■ Selected extract

################

Scientific Officer, BioPharma Global, Inc.
Dr. Paula Garcia Calavia currently functions as Scientific Officer at BioPharma Global (BPG). She has experience in drug development, particularly in medical therapeutics and diagnostics. Her regulatory education includes the completion of a drug discovery, development, and regulation course at UCSF-Stanford Center of Excellence in Regulatory Science and Innovation (CERSI). At BPG, Paula is involved in feasibility and strategy consulting, novel data analysis, authoring expedited approval applications to FDA and EMA, project management, writing pre-IND and IND level submissions to FDA, and preparing clients for Type B FDA meetings. She has worked in diverse projects covering all stages of drug development, from early first-in-human trials to Phase 3 trials, and a variety of indications including oncology, hematology, gastroenterology, immunology, and COVID-19. She is particularly interested in drug development and regulations for rare diseases with unmet medical needs. Prior to joining BPG, Paula worked as a research scientist in R&D towards the development of rapid diagnostic tests for infectious diseases, such as influenza virus and norovirus. Her academic background includes a Master of Chemistry (MChem) in Forensic and Investigative Chemistry, with a focus on drug detection and quantification from fingerprint samples, and a PhD in Cancer Bio-nanotechnology, where she worked in the development of nanoparticles for targeted photodynamic therapy using cancer in vitro models and various nanomaterials, both from the University of East Anglia in the United Kingdom.

################

■ Supplied material
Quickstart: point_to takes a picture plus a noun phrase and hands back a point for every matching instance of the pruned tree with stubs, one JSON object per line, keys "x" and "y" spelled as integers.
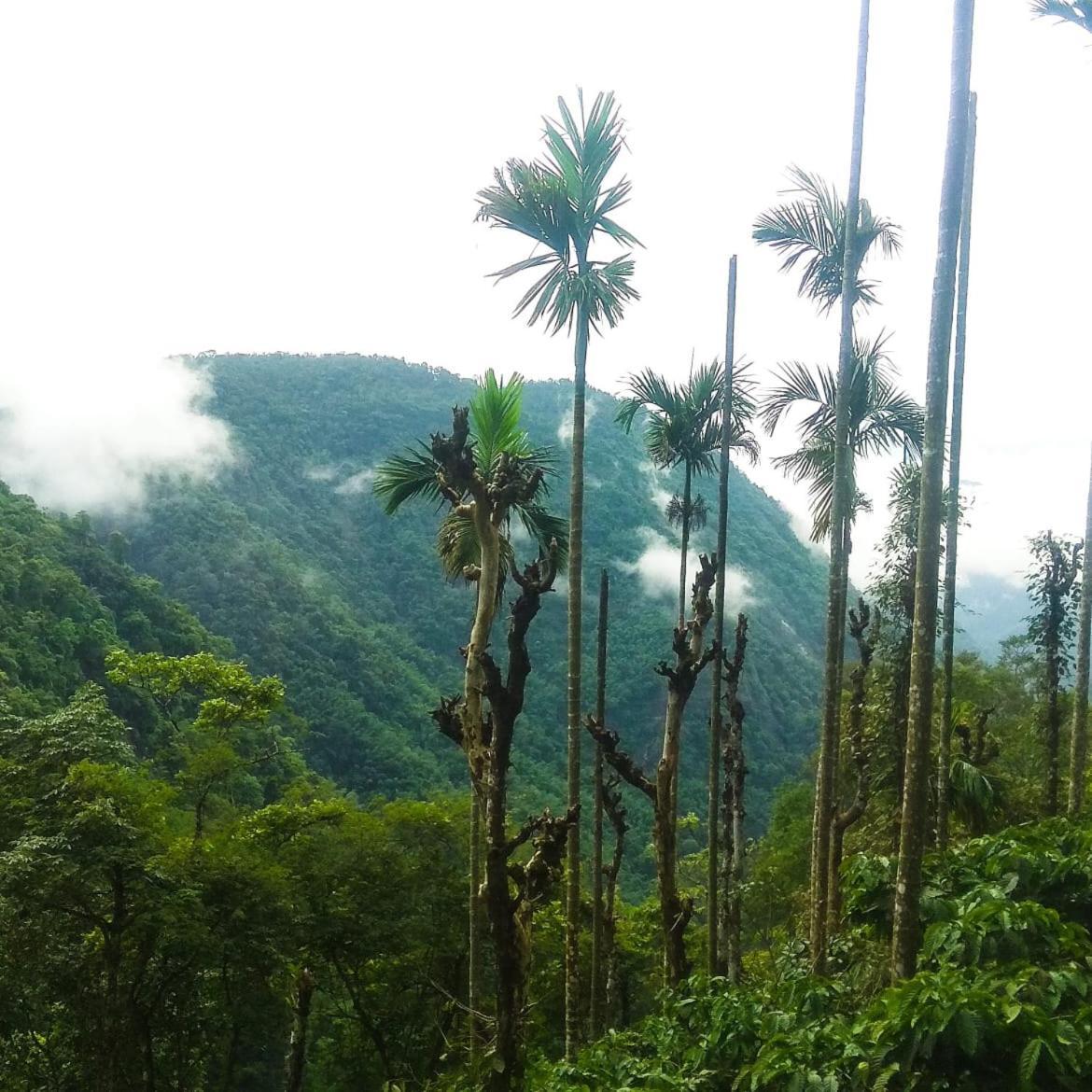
{"x": 692, "y": 657}
{"x": 733, "y": 811}
{"x": 487, "y": 470}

################

■ Work to complete
According to the profile of Paula Garcia Calavia, what were the rapid diagnostic tests she helped develop before joining BioPharma Global intended to detect?

■ Solution to the problem
Infectious diseases such as influenza virus and norovirus.